** Yönerge 1 **
Aşağıda verilen metinden "Eski Krallık'ta zengin" ifadesinden "cinsiyet ayrımı görülebilir." ifadesine kadar olan bölümü hiçbir değişiklik yapmadan yazın.
--- Verilen Metin ---
Loading AI tools
Vikipedi'den, özgür ansiklopediden
Antik Mısır'da kadınlar, bazı karşılaştırılabilir toplumlarda diğer kadınların sahip olmadığı bazı özel haklara sahipti. Mülk sahibi olabilirlerdi ve mahkemede yasal olarak erkeklerle eşitlerdi. Bununla birlikte, Eski Mısır, erkeklerin egemen olduğu ve doğası gereği ataerkil bir toplumdu. Kadın hükümdarlar ve hatta kadın firavunlar olmasına rağmen, kadınların yönetimde önemli pozisyonları olamazdı. Kraliyet sarayındaki kadınlar pozisyonlarını erkek krallarla ilişki kurarak kazandılar.[1]
Kadınların çoğu köylü nüfusa aitti ve kocalarının yanında tarım işlerinde çalışıyorlardı. Kadınların, kocalarının veya oğullarının yokluğunda çiftlikleri veya işletmeleri yönettikleri biliniyor. Toplumun üst sınıfları arasında, kadınlar genellikle evin dışında çalışmıyordu, bunun yerine evin hizmetkarlarını ve çocuklarının eğitimini denetliyordu. Tekstil endüstrisi bir istisnaydı. Burada kadınlar sadece dokumacı olarak çalışıyordu. Lahun'da bulunan ve MÖ 1800 yıllara tarihlenen bir mektupta altı kadın dokumacı belirtiliyor.
Eski Krallık'ta zengin kadınlar genellikle kendi evlerine sahipti. Yan yana çalışan erkekler ve kadınlar vardı, ayrıca bir kadının evinde, idari unvanı olan başka kadınlara rastlamak nadir değildi. Özellikle dönemlere ait belgelerde erkeklere genellikle erkekler, kadınlara ise kadınlar hizmet vermektedir. Burada cinsiyet ayrımı görülebilir.
Çocuk bakımına yardımcı olmak için dadı tutacak kadar zengin ailelere mensup kadınlar sık sık parfüm yapımcısı olarak çalışıyorlardı ve aynı zamanda akrobat, dansçı, şarkıcı ve müzisyen gibi mesleklerle mahkemelerde ve tapınaklarda çalışıyorlardı ve bunların hepsi üst sınıf kadınlar için saygın uğraşlar olarak görülüyordu. Herhangi bir sınıfa mensup kadınlar profesyonel bir yas tutan veya müzisyen olarak çalışabilirdi, bunlar sınıf ayrımı gözetmeyen ortak işlerdi. Soylu kadınlar, bir tanrıya veya tanrıçaya bağlı rahipliğin üyeleri de olabilirdi.[2]
Evliliğin amacı genellikle çocuk sahibi olmaktı.[3]
Yeni Krallık'ta şöyle bir söz vardı:
"Gençken bir eş al
Senin için bir oğul yapsın
Sen gençken o sana baksın
İnsan yapmaya uygun olsun
Ne mutlu, insanları çok olan adam
Soyu nedeniyle selamlanıyor. "[3]
Mısır tasvirinde karı koca arasındaki bazı eşitlikçi ilişkilerin ima edildiği doğrudur.
--- Liste ---
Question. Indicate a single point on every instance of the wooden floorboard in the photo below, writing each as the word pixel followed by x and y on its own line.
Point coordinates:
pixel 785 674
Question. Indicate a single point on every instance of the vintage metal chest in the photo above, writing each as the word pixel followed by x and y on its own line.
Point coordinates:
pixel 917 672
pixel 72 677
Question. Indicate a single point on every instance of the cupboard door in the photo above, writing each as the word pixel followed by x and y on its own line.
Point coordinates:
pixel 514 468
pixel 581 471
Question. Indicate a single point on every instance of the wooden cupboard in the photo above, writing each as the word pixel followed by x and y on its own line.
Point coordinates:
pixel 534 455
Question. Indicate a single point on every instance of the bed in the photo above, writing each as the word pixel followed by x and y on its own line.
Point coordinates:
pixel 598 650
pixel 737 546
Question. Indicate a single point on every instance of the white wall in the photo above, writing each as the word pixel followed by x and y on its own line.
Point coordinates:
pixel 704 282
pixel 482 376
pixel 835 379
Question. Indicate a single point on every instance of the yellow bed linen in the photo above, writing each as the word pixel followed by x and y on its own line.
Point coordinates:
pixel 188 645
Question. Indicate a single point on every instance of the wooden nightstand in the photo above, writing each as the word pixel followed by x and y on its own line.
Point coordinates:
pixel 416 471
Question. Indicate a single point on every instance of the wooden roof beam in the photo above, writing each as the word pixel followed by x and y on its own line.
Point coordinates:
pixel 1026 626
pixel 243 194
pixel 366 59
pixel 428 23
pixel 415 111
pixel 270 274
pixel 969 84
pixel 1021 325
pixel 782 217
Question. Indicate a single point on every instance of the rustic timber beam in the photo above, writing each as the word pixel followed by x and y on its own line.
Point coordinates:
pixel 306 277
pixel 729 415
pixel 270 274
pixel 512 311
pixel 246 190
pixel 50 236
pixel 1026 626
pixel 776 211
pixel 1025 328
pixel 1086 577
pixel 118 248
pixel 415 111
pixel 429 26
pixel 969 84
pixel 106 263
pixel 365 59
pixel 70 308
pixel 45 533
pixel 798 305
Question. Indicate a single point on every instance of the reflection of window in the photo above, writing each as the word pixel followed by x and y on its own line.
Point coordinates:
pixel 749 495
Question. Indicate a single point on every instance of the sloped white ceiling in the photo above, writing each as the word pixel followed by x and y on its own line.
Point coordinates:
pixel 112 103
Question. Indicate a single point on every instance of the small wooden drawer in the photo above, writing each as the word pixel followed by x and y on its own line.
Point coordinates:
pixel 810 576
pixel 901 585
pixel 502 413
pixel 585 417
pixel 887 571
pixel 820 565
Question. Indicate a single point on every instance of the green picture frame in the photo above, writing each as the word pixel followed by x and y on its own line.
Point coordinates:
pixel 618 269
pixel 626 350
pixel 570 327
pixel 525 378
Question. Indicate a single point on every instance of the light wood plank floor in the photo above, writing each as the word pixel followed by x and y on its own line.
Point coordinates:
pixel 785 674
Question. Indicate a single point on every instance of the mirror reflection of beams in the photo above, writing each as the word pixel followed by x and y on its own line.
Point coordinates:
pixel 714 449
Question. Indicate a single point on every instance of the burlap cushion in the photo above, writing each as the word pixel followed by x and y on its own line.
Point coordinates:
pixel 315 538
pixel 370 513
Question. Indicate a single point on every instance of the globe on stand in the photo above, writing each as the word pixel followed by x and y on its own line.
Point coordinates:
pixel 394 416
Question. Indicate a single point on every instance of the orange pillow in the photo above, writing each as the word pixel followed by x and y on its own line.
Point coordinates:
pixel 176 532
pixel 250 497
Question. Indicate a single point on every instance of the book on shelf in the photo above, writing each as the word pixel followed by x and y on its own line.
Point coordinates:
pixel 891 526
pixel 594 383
---
** Yönerge 2 **
Yukarıdaki listede "Question. Indicate a single point on every instance of the green" ifadesini içeren satırdan "pixel 525 378" ifadesini içeren satıra kadar, iki uçtaki satırlar da dâhil, yalnızca bu satırları yeniden yazın. "Point coordinates" ifadesini "Point locations" ile değiştirin ve başka hiçbir şeye dokunmayın.

** Alıştırma Yanıtı 1 **
Eski Krallık'ta zengin kadınlar genellikle kendi evlerine sahipti. Yan yana çalışan erkekler ve kadınlar vardı, ayrıca bir kadının evinde, idari unvanı olan başka kadınlara rastlamak nadir değildi. Özellikle dönemlere ait belgelerde erkeklere genellikle erkekler, kadınlara ise kadınlar hizmet vermektedir. Burada cinsiyet ayrımı görülebilir.

** Alıştırma Yanıtı 2 **
Question. Indicate a single point on every instance of the green picture frame in the photo above, writing each as the word pixel followed by x and y on its own line.
Point locations:
pixel 618 269
pixel 626 350
pixel 570 327
pixel 525 378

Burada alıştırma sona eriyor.